● INFORMATION SUPPLIED
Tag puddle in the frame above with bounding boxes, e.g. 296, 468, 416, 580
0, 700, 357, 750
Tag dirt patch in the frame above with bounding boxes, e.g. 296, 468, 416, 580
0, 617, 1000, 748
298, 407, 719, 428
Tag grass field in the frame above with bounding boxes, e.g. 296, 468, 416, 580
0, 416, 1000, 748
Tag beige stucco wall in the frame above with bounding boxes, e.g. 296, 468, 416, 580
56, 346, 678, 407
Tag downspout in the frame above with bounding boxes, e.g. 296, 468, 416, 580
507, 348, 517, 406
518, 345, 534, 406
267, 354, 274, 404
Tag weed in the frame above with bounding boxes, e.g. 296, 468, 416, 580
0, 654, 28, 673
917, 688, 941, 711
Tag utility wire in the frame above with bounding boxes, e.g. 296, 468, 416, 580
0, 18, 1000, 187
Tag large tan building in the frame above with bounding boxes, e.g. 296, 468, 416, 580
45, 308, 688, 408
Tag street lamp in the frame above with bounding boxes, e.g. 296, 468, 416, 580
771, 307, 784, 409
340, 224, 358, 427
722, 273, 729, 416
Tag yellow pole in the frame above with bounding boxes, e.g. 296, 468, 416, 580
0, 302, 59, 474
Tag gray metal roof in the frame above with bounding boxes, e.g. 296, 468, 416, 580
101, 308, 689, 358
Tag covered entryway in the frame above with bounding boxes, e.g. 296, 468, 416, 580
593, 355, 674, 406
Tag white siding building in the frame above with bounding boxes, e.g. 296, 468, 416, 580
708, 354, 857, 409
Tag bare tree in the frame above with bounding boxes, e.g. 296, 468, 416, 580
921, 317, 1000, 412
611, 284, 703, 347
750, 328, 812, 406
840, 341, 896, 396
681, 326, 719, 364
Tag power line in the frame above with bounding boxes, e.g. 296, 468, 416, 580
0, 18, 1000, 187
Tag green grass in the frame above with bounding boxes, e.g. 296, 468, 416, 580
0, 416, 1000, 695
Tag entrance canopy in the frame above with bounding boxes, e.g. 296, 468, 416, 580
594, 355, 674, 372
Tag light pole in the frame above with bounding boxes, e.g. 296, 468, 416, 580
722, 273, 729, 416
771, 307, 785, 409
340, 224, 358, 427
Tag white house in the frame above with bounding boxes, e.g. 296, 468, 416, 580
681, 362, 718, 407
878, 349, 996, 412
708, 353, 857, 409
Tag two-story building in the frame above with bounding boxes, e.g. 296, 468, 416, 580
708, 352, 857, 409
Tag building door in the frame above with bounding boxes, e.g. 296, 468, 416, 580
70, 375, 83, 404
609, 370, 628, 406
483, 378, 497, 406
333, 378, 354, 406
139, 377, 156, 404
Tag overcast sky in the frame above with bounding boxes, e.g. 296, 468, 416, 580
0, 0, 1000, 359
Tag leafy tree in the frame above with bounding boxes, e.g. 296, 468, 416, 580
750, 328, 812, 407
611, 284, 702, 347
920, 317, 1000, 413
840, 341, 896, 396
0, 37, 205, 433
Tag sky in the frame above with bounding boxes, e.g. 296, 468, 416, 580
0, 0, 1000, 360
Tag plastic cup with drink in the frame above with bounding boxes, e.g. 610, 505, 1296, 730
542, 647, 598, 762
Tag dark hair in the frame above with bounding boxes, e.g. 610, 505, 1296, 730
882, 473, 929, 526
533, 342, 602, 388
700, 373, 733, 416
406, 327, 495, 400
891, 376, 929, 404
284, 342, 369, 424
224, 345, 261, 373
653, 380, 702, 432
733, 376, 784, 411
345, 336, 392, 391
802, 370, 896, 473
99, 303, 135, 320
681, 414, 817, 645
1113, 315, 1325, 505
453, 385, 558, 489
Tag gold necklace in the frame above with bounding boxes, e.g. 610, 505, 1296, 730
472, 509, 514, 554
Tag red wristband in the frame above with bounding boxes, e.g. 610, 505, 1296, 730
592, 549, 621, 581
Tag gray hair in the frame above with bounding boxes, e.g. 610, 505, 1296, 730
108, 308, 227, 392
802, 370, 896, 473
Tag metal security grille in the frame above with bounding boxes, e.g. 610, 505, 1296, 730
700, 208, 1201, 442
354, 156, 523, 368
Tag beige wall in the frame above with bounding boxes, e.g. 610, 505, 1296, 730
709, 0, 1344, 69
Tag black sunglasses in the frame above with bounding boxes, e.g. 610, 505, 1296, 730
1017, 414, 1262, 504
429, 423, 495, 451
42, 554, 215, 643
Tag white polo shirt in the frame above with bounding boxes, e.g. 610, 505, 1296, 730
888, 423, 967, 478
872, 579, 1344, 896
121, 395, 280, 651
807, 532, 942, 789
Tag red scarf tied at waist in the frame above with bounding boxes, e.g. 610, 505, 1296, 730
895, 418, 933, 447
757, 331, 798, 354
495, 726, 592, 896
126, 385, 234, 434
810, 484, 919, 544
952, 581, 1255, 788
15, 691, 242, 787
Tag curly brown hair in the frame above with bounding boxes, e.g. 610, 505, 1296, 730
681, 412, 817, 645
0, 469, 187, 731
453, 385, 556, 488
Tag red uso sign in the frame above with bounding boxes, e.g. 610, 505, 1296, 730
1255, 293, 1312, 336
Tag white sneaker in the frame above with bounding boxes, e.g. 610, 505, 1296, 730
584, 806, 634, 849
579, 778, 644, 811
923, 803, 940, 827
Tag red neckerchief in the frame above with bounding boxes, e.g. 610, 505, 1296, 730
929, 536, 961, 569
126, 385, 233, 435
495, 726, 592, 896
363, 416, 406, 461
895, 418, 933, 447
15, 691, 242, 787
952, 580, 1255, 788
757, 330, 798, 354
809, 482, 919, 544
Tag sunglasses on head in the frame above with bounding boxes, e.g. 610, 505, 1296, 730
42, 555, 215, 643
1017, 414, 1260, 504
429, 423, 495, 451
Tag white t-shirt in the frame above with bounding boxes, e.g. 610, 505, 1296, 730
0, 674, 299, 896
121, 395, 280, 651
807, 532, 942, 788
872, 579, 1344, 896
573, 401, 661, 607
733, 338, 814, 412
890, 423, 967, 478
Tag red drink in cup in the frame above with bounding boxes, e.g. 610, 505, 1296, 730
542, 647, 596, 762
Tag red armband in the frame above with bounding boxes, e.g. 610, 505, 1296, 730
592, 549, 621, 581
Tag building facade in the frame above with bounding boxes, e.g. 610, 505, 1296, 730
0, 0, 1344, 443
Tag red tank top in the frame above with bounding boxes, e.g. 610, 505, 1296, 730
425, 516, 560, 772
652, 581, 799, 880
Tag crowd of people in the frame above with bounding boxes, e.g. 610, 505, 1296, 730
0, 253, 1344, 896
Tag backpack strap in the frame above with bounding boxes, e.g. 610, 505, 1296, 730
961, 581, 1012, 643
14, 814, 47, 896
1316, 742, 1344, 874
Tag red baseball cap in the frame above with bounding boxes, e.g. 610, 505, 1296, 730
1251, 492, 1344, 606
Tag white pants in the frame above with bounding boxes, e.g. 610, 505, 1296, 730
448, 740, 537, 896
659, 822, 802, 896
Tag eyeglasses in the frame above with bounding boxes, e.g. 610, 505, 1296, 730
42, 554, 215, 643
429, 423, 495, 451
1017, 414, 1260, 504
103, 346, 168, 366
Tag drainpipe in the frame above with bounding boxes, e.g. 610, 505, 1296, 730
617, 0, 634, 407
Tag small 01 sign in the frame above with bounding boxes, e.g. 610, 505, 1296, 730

● YOUR OBJECTIVE
Copy all of the lines above word for word, from the first through the last.

● IN RESPONSE
Tag puddle in the frame above with bounding boxes, e.g. 296, 468, 416, 580
0, 700, 357, 750
Tag dirt patch in the frame above with bounding boxes, e.g. 296, 468, 416, 580
0, 617, 1000, 748
298, 407, 719, 428
Tag grass field in the frame above with bounding boxes, e.g. 296, 468, 416, 580
0, 416, 1000, 748
Tag beige stucco wall in the frame above with bounding boxes, e.g. 296, 468, 416, 580
56, 346, 678, 407
Tag downspout in the frame above with bounding boxes, e.g. 296, 468, 416, 580
507, 348, 517, 406
518, 345, 534, 406
267, 354, 274, 404
Tag weed in the frame above with bounding boxes, e.g. 296, 468, 416, 580
0, 654, 28, 673
917, 688, 941, 711
Tag utility wire in the frame above with bounding boxes, e.g. 296, 468, 416, 580
0, 18, 1000, 187
Tag large tan building in the frame above with bounding boxes, e.g. 296, 468, 416, 580
45, 308, 688, 408
Tag street lamp in the frame above with bounding boxes, e.g. 296, 468, 416, 580
771, 307, 784, 409
340, 224, 358, 427
722, 273, 729, 416
Tag yellow pole in the frame above with bounding boxes, e.g. 296, 468, 416, 580
0, 302, 59, 474
Tag gray metal roof in the frame above with bounding boxes, e.g. 296, 468, 416, 580
101, 308, 689, 358
Tag covered entryway in the frame above with bounding boxes, e.g. 296, 468, 416, 580
593, 355, 674, 406
Tag white siding building in the frame above with bounding boxes, e.g. 296, 468, 416, 580
708, 354, 857, 409
Tag bare tree in the frame above with bounding boxes, e.g. 296, 468, 416, 580
921, 317, 1000, 412
611, 284, 703, 347
750, 328, 812, 406
840, 341, 896, 396
681, 326, 719, 364
Tag power line in the frame above with bounding boxes, e.g. 296, 468, 416, 580
0, 18, 1000, 187
Tag green grass in the frame above with bounding boxes, e.g. 296, 468, 416, 580
0, 416, 1000, 695
Tag entrance canopy in the frame above with bounding boxes, e.g. 296, 468, 416, 580
594, 355, 674, 372
Tag light pole in the frame above with bounding boxes, e.g. 296, 468, 416, 580
722, 273, 729, 416
771, 307, 785, 409
340, 224, 358, 427
Tag white house in the frame above with bounding boxes, e.g. 296, 468, 416, 580
681, 362, 718, 407
878, 349, 996, 412
708, 353, 857, 409
Tag two-story building in the frame above with bounding boxes, e.g. 296, 468, 416, 580
708, 352, 857, 409
Tag building door in the frame above with bounding boxes, e.g. 296, 468, 416, 580
70, 375, 83, 404
609, 370, 628, 406
483, 378, 497, 406
333, 378, 354, 406
139, 377, 156, 404
Tag overcast sky in the frame above with bounding boxes, e.g. 296, 468, 416, 580
0, 0, 1000, 359
Tag leafy tree in the frame above with bounding boxes, e.g. 296, 468, 416, 580
750, 328, 812, 407
611, 284, 702, 347
920, 317, 1000, 413
840, 341, 896, 396
0, 37, 205, 433
Tag sky in the frame above with bounding boxes, e.g. 296, 468, 416, 580
0, 0, 1000, 360
Tag plastic cup with drink in the frame above with bounding boxes, e.g. 610, 505, 1296, 730
542, 647, 598, 762
Tag dark hair in the frame above with bounding boxes, e.g. 610, 505, 1296, 730
882, 473, 929, 526
533, 342, 602, 388
700, 373, 733, 416
406, 327, 495, 400
891, 376, 929, 404
284, 342, 369, 424
224, 345, 261, 373
653, 380, 702, 432
733, 376, 784, 411
345, 336, 392, 391
802, 370, 896, 473
99, 303, 135, 320
681, 414, 817, 645
1113, 315, 1325, 505
453, 385, 558, 489
Tag gold necklace in the frame above with bounding boxes, e.g. 610, 505, 1296, 730
472, 509, 514, 554
Tag red wristband in the frame above with bounding boxes, e.g. 610, 505, 1296, 730
592, 549, 621, 581
Tag gray hair in the frame above with bounding boxes, e.g. 610, 505, 1296, 730
108, 308, 227, 392
802, 370, 896, 473
Tag metal security grille in the frame above with bounding boxes, e.g. 610, 505, 1296, 730
700, 208, 1201, 442
354, 156, 523, 368
Tag beige wall in the frame above with bounding boxes, e.g. 610, 505, 1296, 730
709, 0, 1344, 69
Tag black sunglasses in the frame above with bounding boxes, e.g. 610, 505, 1296, 730
1017, 414, 1262, 504
429, 423, 495, 451
42, 554, 215, 643
Tag white polo shirt in the frame above with bounding boxes, e.g. 610, 505, 1296, 730
888, 423, 967, 478
872, 579, 1344, 896
121, 395, 280, 651
807, 532, 942, 789
Tag red scarf tied at waist in the frame above with bounding boxes, e.g. 610, 505, 1296, 730
895, 418, 933, 447
757, 331, 798, 354
495, 726, 592, 896
126, 385, 234, 434
810, 484, 919, 544
952, 581, 1255, 788
15, 691, 242, 787
Tag curly brown hair in the frame above with bounding boxes, e.g. 610, 505, 1296, 730
681, 412, 817, 645
0, 469, 187, 731
453, 385, 556, 488
Tag red uso sign in the frame above with bounding boxes, e.g. 610, 505, 1296, 730
1255, 293, 1312, 336
Tag white sneaker in the frame above with bounding boxes, e.g. 610, 505, 1296, 730
584, 806, 634, 849
579, 778, 644, 811
923, 803, 940, 827
Tag red neckerchief in the frame above with bounding boxes, e.g. 610, 505, 1296, 730
929, 536, 961, 569
126, 385, 233, 435
495, 726, 592, 896
363, 416, 406, 461
895, 418, 933, 447
15, 691, 242, 787
952, 580, 1255, 788
757, 330, 798, 354
809, 482, 919, 544
Tag sunglasses on head in the frame above with bounding boxes, e.g. 610, 505, 1296, 730
42, 555, 215, 643
1017, 414, 1260, 504
429, 423, 495, 451
Tag white t-shirt in the frame above with bounding boxes, e.g. 610, 505, 1296, 730
0, 674, 299, 896
121, 395, 280, 651
807, 532, 942, 788
872, 579, 1344, 896
573, 401, 661, 607
733, 338, 814, 412
890, 423, 967, 478
Tag red drink in cup in the frame above with bounding boxes, e.g. 610, 505, 1296, 730
542, 647, 596, 762
Tag red armband in the frame above with bounding boxes, e.g. 610, 505, 1296, 730
592, 549, 621, 581
Tag building facade in the frame above with bounding boxes, e.g. 610, 505, 1296, 730
0, 0, 1344, 443
Tag red tank top in the frame above with bounding boxes, e.g. 610, 505, 1296, 730
425, 516, 560, 772
652, 581, 799, 880
Tag crowd of people in the frame above with bounding boxes, e.g. 610, 505, 1296, 730
0, 253, 1344, 896
Tag backpack strap in the frame above with bounding boxes, e.g. 610, 505, 1296, 730
961, 581, 1012, 643
14, 814, 47, 896
1316, 742, 1344, 874
Tag red baseball cap in the frame above with bounding boxes, e.g. 610, 505, 1296, 730
1251, 492, 1344, 606
Tag white pants in the frame above with bounding boxes, e.g. 610, 505, 1296, 730
448, 740, 537, 896
659, 822, 802, 896
Tag eyeglasses in the frame above with bounding boxes, e.g. 610, 505, 1296, 730
42, 554, 215, 643
429, 423, 495, 451
1017, 414, 1260, 504
103, 346, 168, 366
Tag drainpipe in the frame above with bounding boxes, e.g. 610, 505, 1296, 730
617, 0, 634, 407
Tag small 01 sign in the frame above with bounding boxes, e.g. 610, 505, 1296, 730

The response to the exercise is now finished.